-- start of DATA SUPPLIED --

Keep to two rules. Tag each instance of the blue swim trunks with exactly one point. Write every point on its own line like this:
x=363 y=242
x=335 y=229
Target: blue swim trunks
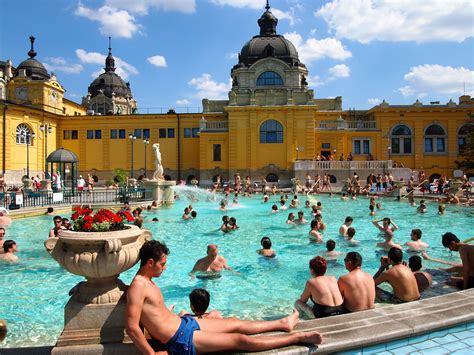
x=182 y=340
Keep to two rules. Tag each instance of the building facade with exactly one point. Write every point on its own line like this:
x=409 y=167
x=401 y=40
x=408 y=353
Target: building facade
x=271 y=120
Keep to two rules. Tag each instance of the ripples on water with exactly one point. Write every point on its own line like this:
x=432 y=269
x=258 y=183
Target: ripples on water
x=33 y=292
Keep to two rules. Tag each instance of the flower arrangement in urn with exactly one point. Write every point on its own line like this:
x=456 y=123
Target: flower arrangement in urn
x=102 y=221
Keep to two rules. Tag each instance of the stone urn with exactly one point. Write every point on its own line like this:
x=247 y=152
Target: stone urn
x=95 y=314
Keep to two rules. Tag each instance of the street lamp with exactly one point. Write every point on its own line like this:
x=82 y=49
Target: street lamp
x=145 y=143
x=132 y=139
x=46 y=129
x=28 y=138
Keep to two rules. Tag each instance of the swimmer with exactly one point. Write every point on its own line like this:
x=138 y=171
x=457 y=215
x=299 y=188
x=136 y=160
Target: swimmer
x=387 y=224
x=372 y=210
x=301 y=219
x=9 y=250
x=388 y=244
x=291 y=218
x=266 y=250
x=199 y=300
x=330 y=252
x=350 y=236
x=314 y=234
x=416 y=244
x=347 y=224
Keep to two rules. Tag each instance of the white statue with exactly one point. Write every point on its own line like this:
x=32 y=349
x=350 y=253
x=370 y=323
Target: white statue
x=158 y=174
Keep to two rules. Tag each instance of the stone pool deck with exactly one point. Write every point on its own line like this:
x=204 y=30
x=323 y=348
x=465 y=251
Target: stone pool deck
x=366 y=329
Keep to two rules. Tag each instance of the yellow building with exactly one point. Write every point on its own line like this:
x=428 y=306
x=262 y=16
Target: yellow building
x=271 y=126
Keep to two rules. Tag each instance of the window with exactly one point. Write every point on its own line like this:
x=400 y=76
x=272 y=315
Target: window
x=271 y=131
x=269 y=78
x=23 y=134
x=435 y=139
x=217 y=152
x=463 y=132
x=361 y=146
x=401 y=140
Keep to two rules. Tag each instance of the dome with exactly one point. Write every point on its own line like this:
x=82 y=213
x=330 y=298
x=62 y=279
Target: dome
x=109 y=82
x=34 y=69
x=62 y=156
x=268 y=44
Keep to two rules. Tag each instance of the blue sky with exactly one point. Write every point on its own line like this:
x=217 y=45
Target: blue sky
x=176 y=52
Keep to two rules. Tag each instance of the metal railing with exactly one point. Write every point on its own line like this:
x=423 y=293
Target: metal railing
x=214 y=126
x=334 y=125
x=343 y=165
x=22 y=199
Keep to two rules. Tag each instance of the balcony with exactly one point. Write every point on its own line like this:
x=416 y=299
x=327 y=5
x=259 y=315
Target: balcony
x=309 y=165
x=213 y=126
x=341 y=124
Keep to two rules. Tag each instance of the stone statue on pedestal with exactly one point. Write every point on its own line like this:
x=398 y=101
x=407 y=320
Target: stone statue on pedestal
x=158 y=174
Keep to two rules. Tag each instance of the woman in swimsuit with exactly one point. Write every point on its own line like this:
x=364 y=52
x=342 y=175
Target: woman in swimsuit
x=322 y=290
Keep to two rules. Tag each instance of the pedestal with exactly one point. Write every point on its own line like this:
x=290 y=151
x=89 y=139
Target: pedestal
x=162 y=191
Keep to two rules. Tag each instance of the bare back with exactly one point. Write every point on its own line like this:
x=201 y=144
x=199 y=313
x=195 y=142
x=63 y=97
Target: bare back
x=358 y=290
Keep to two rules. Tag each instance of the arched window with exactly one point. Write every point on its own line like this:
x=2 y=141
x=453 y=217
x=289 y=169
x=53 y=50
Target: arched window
x=435 y=139
x=402 y=140
x=271 y=131
x=462 y=137
x=269 y=78
x=24 y=135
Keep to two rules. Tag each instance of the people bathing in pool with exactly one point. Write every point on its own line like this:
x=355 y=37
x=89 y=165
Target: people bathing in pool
x=398 y=275
x=266 y=250
x=416 y=245
x=146 y=307
x=199 y=300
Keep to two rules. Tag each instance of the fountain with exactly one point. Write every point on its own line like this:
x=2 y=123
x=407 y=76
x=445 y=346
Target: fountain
x=161 y=188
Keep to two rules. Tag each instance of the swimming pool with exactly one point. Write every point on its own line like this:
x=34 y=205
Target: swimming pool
x=34 y=291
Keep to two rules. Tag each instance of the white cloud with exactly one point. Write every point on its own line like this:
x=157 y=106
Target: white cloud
x=401 y=20
x=113 y=22
x=340 y=71
x=157 y=61
x=374 y=101
x=141 y=7
x=55 y=64
x=124 y=69
x=208 y=88
x=183 y=102
x=436 y=79
x=313 y=49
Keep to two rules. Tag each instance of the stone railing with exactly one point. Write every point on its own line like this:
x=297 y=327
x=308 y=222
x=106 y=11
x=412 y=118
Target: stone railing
x=308 y=165
x=340 y=124
x=213 y=126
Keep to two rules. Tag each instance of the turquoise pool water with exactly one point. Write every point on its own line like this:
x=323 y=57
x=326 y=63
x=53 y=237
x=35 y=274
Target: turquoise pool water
x=34 y=291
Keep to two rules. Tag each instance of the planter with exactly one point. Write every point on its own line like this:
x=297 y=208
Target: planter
x=94 y=316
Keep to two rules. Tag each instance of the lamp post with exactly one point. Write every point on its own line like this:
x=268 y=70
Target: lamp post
x=145 y=143
x=46 y=129
x=132 y=139
x=28 y=137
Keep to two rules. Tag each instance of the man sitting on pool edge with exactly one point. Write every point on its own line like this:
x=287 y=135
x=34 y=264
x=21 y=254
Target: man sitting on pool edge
x=186 y=335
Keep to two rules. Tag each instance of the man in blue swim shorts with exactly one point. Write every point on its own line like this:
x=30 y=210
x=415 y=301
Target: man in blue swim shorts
x=186 y=335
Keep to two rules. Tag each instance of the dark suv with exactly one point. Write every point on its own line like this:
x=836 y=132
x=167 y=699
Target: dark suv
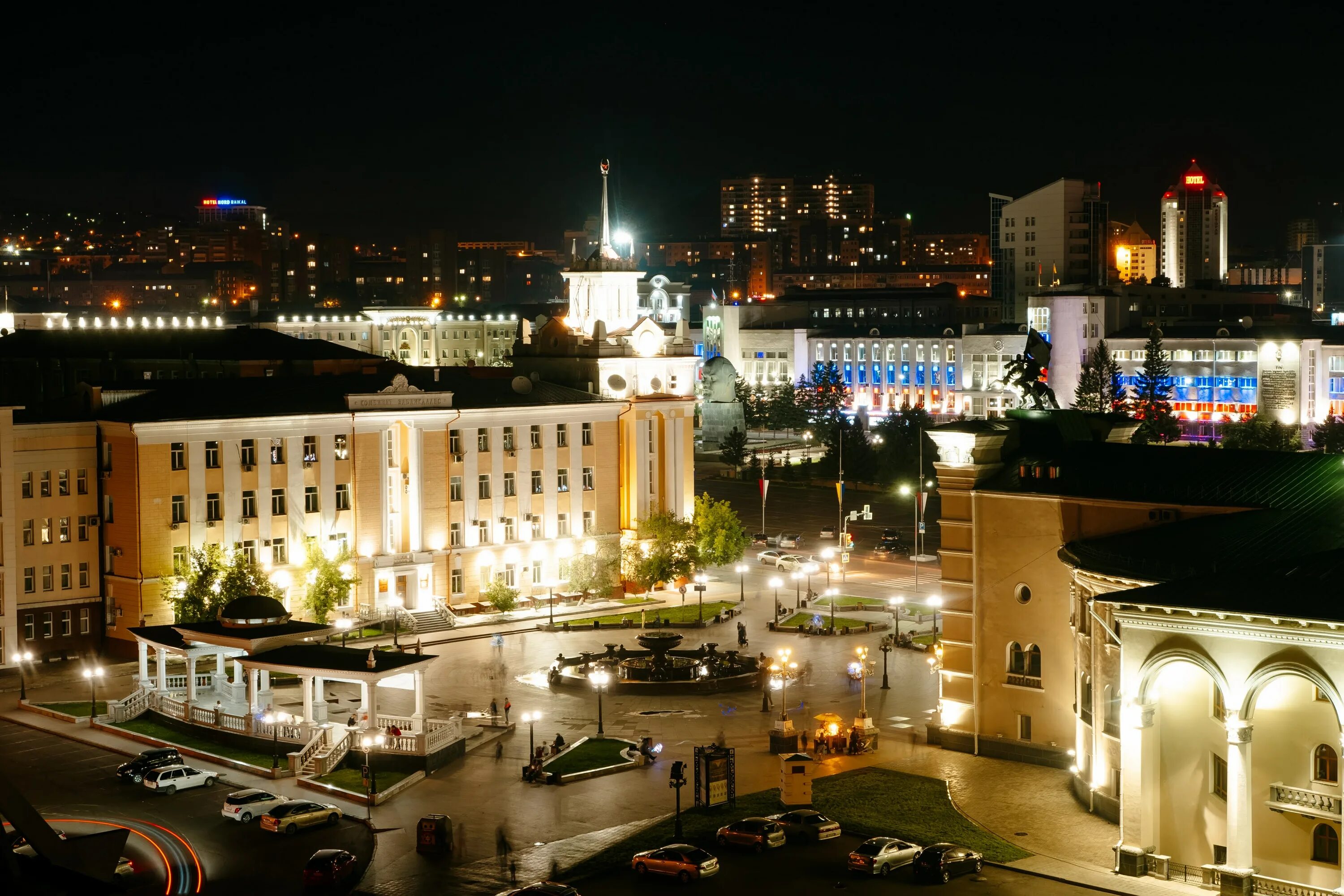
x=148 y=761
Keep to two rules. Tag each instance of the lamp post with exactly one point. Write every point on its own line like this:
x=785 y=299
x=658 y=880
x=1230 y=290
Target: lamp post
x=531 y=719
x=367 y=743
x=23 y=688
x=396 y=603
x=600 y=677
x=93 y=675
x=275 y=720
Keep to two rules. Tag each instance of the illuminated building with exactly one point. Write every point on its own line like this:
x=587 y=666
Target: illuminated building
x=1144 y=632
x=1049 y=238
x=1194 y=230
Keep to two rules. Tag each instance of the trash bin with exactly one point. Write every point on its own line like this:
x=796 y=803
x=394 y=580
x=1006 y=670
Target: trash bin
x=435 y=835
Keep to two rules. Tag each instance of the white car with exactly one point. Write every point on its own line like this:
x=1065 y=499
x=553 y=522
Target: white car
x=250 y=804
x=174 y=778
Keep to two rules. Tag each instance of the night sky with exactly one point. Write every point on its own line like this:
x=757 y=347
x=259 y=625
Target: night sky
x=494 y=127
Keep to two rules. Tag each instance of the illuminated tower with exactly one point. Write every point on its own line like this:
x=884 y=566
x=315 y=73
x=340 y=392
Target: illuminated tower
x=1194 y=237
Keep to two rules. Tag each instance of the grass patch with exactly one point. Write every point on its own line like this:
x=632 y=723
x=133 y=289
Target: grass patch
x=592 y=754
x=874 y=802
x=193 y=742
x=74 y=707
x=806 y=620
x=867 y=802
x=351 y=781
x=689 y=613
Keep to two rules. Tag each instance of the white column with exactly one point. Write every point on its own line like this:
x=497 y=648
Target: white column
x=1238 y=794
x=418 y=719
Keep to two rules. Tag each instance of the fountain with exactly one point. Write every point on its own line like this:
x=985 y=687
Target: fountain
x=660 y=668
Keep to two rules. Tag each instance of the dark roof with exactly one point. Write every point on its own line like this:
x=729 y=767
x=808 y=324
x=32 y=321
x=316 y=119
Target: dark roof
x=322 y=656
x=472 y=388
x=1300 y=589
x=225 y=345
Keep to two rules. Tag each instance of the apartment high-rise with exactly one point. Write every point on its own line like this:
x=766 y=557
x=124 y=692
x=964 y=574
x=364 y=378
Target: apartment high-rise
x=1193 y=246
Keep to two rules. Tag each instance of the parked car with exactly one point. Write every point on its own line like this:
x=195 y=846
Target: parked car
x=808 y=824
x=542 y=888
x=148 y=761
x=758 y=833
x=249 y=804
x=174 y=778
x=882 y=856
x=328 y=868
x=944 y=862
x=679 y=860
x=299 y=813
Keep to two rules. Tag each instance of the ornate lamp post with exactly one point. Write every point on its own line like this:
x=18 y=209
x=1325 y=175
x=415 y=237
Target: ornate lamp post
x=600 y=677
x=93 y=675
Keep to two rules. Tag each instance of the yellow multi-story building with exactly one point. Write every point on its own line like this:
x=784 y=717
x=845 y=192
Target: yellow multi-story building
x=50 y=591
x=437 y=484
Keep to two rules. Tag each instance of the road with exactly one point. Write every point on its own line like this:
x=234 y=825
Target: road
x=179 y=844
x=820 y=867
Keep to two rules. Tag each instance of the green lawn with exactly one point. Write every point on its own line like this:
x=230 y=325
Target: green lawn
x=867 y=802
x=675 y=613
x=806 y=618
x=193 y=742
x=590 y=754
x=350 y=780
x=74 y=707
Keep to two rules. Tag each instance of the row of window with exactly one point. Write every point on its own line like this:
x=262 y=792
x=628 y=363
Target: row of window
x=45 y=484
x=483 y=482
x=30 y=625
x=49 y=582
x=483 y=439
x=61 y=531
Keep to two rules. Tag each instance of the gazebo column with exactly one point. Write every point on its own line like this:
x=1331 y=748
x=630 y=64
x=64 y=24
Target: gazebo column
x=418 y=716
x=143 y=656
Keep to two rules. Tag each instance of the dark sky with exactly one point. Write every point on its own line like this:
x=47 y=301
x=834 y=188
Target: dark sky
x=404 y=117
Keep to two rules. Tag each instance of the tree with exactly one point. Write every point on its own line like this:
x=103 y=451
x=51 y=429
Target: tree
x=596 y=573
x=1260 y=435
x=328 y=581
x=719 y=535
x=500 y=595
x=733 y=449
x=1152 y=404
x=1328 y=436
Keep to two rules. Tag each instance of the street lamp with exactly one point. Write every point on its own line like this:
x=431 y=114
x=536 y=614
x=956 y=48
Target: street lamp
x=396 y=603
x=600 y=677
x=275 y=720
x=531 y=719
x=93 y=675
x=23 y=688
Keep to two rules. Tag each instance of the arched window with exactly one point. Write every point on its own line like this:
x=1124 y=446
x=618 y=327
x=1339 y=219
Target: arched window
x=1326 y=845
x=1326 y=765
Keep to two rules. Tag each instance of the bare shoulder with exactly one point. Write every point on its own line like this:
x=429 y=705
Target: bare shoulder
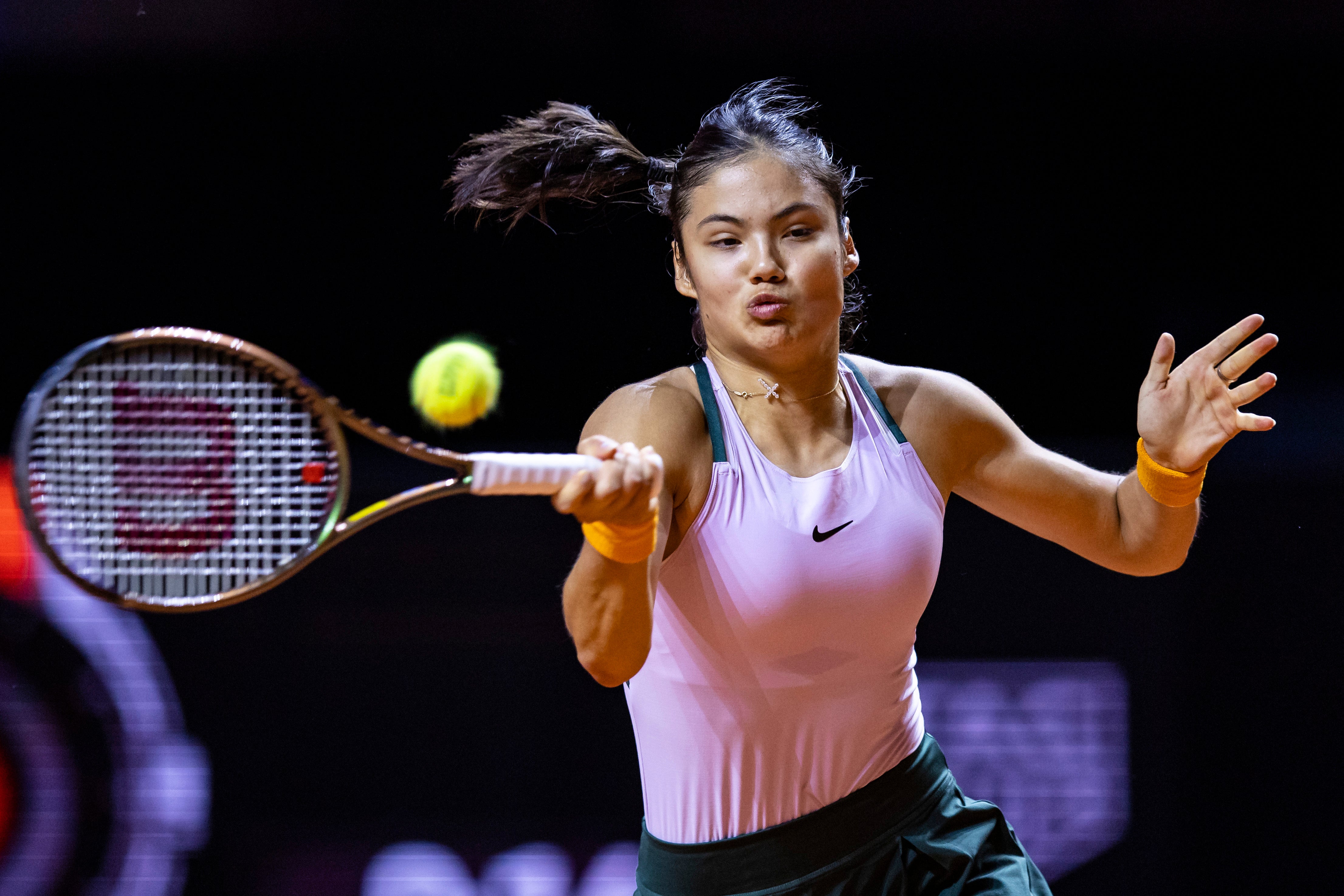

-- end of DATA SUPPLIED --

**EXERCISE BRIEF:** Swap "illuminated tower" for "lit spire" in everything from the line containing "Keep to two rules. Tag each instance of the night" down to the line containing "x=1194 y=237", and return only those lines with nothing else changed.

**EXERCISE RESULT:**
Keep to two rules. Tag each instance of the night sky with exactly one point. Write every point on its own line like this:
x=757 y=347
x=259 y=625
Target: night sky
x=494 y=127
Keep to two rules. Tag each instance of the lit spire with exactly one point. Write every point on its own line like this:
x=884 y=566
x=315 y=73
x=340 y=392
Target: lit spire
x=1194 y=237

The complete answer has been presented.